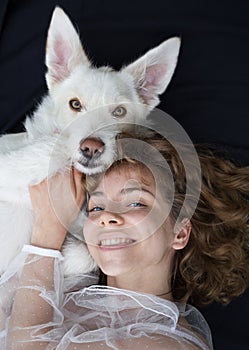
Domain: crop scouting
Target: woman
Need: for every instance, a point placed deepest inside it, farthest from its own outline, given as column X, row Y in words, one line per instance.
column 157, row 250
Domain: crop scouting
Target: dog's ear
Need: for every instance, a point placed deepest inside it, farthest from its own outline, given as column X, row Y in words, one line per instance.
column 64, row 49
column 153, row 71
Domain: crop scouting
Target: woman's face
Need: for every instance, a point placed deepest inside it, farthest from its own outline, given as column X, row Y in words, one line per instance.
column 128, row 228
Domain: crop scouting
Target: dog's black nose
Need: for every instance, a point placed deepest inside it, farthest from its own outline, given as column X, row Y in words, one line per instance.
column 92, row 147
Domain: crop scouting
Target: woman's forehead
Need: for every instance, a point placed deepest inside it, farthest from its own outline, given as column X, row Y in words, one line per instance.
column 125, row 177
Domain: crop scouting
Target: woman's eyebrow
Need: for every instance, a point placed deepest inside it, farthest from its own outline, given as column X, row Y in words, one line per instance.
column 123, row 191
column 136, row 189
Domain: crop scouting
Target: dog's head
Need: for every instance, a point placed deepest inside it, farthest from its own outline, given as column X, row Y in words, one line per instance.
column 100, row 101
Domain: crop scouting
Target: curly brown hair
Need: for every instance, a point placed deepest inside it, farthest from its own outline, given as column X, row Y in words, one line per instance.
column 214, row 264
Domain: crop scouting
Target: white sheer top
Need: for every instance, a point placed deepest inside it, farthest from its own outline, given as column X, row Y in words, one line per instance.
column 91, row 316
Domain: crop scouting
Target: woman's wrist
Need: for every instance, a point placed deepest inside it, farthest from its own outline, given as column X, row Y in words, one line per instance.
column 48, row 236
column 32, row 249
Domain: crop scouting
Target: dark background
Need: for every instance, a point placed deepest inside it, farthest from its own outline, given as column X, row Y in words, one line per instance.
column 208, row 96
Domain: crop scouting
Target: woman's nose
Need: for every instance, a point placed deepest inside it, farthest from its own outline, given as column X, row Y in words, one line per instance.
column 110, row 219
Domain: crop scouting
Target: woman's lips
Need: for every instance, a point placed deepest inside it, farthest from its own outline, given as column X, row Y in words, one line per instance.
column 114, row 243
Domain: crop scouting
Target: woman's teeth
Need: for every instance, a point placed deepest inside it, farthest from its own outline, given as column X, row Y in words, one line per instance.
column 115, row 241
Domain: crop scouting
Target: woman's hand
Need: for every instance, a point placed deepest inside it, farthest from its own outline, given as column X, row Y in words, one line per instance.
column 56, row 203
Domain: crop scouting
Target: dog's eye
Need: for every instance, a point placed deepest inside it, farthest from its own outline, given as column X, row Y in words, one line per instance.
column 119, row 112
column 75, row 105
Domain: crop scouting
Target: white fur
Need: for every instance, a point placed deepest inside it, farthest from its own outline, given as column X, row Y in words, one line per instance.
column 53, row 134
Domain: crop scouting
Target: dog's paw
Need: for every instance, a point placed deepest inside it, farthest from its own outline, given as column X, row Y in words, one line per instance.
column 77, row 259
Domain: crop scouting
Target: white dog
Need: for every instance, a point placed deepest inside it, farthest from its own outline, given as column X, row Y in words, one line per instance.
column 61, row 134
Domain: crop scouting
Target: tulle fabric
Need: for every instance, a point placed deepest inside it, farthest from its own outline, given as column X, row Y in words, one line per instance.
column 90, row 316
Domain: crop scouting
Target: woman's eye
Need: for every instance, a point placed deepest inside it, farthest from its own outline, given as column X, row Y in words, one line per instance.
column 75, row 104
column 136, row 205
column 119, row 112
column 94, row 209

########

Switch "crop scouting" to "field survey" everywhere in the rows above and give all of them again, with every other word unchanged. Leave out the pictures.

RESPONSE:
Domain: field survey
Target: woman
Need: for every instance, a point placed deepest inside it, farthest from its own outline, given as column X, row Y in words, one line per instance.
column 157, row 250
Domain: field survey
Target: dog's ear
Need: for every instance, a point placed deepest inside it, farthest from its own outline, given as column X, row Y in words, one line per instance.
column 64, row 49
column 153, row 71
Domain: field survey
Target: woman's face
Need: for every instance, a point placed deepest inside it, farthest from its own outline, given as column X, row Y in words, one line per instance.
column 128, row 228
Domain: field survey
Target: dog's black nose
Need: for every instance, a point placed deepest inside it, farthest from its own outline, given as column X, row Y in words, one line per instance.
column 92, row 147
Domain: field survey
Target: woman's forehead
Need: for every instance, a point placed deepest inside it, farthest from its own outline, given as column X, row Y in words, one line per instance.
column 125, row 177
Domain: field survey
Target: woman's eyebrow
Need: for every instance, a point placed deepest inside it, farthest from its own outline, given as column X, row Y in words, one line per instance.
column 123, row 191
column 136, row 189
Domain: field survey
Target: dog's head
Need: for every instance, a point placed deepest inside it, farthest from its own outline, given as column X, row Y in words, one line per instance.
column 100, row 101
Domain: field survey
Target: curly brown hair
Need: for every instance, a point placed deepest inside it, farthest from its own outline, given as column X, row Y in words, one line per instance.
column 214, row 264
Domain: field survey
Target: white sheer top
Need: for every instance, a point placed deepest inside it, farthest from its own outline, given as column X, row Y in words, one line per instance.
column 91, row 316
Domain: field survey
Target: woman's wrist
Need: for every instance, a point placed deepest inside it, farthest from its own outline, given as column X, row Y in words, one line per instance.
column 48, row 236
column 32, row 249
Domain: field survey
Target: dark background
Need: for every instance, a point placed deepest inside it, farthest from its own outline, given as column X, row Y in words, one line per instance.
column 208, row 96
Domain: field survey
Target: woman's nose
Need: for every instance, a point placed deepest inside it, farthest from its own outline, given as column X, row Y in words, one line per instance.
column 110, row 219
Domain: field survey
Target: woman's lips
Need: for every instance, a point placed deepest inside it, farthest from its own outline, given as column X, row Y in words, one line per instance.
column 114, row 243
Domain: field survey
Target: woman's teeth
Need: for every instance, a point placed deepest inside it, farthest from its own outline, given as column X, row Y in words, one line per instance.
column 115, row 241
Domain: field survey
Target: woman's hand
Need: for every instance, a point placed deepest inside it, farthest from its own outline, given as column X, row Y in words, one line per instance.
column 56, row 203
Domain: field survey
Target: dog's eye
Need: for every instance, a point placed deepest inside it, farthest from its own outline, given as column X, row Y in words, one line per instance.
column 119, row 112
column 75, row 105
Domain: field survey
Target: white fur
Need: for every instance, a point placed deepest inside it, farthest from its own outline, given as column X, row Y in words, one line per instance.
column 53, row 134
Domain: field survey
Target: dog's paw
Need: for every instance, a point placed deepest inside it, farthest from its own outline, given as column X, row Y in words, one line per instance.
column 77, row 259
Domain: field survey
Target: white dog
Need: for every instance, a point placed deepest inside it, farthest from its own outline, given as column X, row Y in words, one line per instance.
column 61, row 134
Domain: field survey
Target: tulle fabric
Need: for every instance, a point placed deepest inside it, farthest from its own outline, given as column X, row Y in words, one line per instance.
column 90, row 316
Domain: field survey
Target: woman's eye
Need: for every instance, a point placed deepest inside it, farthest from its own outline, given as column X, row Y in words, one line per instance.
column 75, row 104
column 136, row 205
column 119, row 112
column 94, row 209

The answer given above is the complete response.